- _Goal of the exercise_: Pick out each line in the records below that contains the word "facade".

- _Records for the exercise_:
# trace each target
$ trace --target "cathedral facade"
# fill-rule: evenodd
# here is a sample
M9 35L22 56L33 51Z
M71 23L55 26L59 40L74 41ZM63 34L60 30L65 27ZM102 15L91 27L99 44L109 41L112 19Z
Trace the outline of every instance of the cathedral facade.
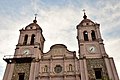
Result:
M3 80L119 80L114 60L105 51L100 24L87 19L77 25L79 57L64 44L43 52L45 38L37 20L20 29L18 44Z

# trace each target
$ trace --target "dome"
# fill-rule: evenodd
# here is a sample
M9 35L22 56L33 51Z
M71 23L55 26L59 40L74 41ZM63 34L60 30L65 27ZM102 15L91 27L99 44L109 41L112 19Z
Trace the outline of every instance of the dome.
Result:
M94 22L91 21L90 19L83 19L79 25L93 25Z
M93 21L91 21L90 19L87 19L86 14L84 13L83 16L83 20L80 22L80 24L78 26L90 26L90 25L94 25L95 23Z
M33 23L30 23L28 26L25 27L25 30L42 30L41 27L37 24L37 20L33 20Z

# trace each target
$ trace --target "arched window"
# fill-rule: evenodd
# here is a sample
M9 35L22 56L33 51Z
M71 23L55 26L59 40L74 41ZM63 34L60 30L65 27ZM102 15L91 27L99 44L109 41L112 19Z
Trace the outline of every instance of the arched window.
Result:
M91 37L92 37L93 41L96 40L96 36L95 36L95 31L94 30L92 30L92 32L91 32Z
M73 71L72 64L69 64L69 71Z
M89 41L89 40L88 40L88 32L87 32L87 31L84 31L84 32L83 32L83 35L84 35L84 40L85 40L85 41Z
M23 42L24 45L27 44L27 40L28 40L28 35L26 34L25 37L24 37L24 42Z
M45 67L44 67L44 72L48 72L48 66L47 65L45 65Z
M33 45L33 44L34 44L34 42L35 42L35 35L34 35L34 34L32 34L30 44L31 44L31 45Z

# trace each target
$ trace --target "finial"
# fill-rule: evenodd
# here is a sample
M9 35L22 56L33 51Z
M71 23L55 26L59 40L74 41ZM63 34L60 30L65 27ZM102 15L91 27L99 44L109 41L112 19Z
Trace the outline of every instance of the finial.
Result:
M83 9L83 12L84 12L83 18L84 18L84 19L87 19L87 16L86 16L86 14L85 14L85 9Z
M34 23L37 23L36 17L37 17L37 14L35 14L35 20L33 20Z

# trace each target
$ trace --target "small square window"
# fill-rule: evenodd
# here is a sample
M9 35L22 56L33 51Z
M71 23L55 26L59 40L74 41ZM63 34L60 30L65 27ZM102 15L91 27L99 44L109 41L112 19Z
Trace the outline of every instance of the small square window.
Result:
M95 68L95 77L96 79L102 79L102 69L101 68Z
M19 75L19 80L24 80L25 73L18 73Z

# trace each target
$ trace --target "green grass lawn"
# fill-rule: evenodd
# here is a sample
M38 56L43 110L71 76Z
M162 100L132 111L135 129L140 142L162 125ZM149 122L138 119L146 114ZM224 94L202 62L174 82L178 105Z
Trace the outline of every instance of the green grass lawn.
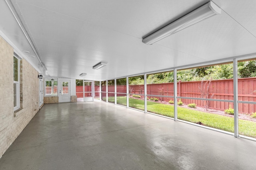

- _Worked answer_:
$ trace --target "cathedral facade"
Trace the outline of every instance of the cathedral facade.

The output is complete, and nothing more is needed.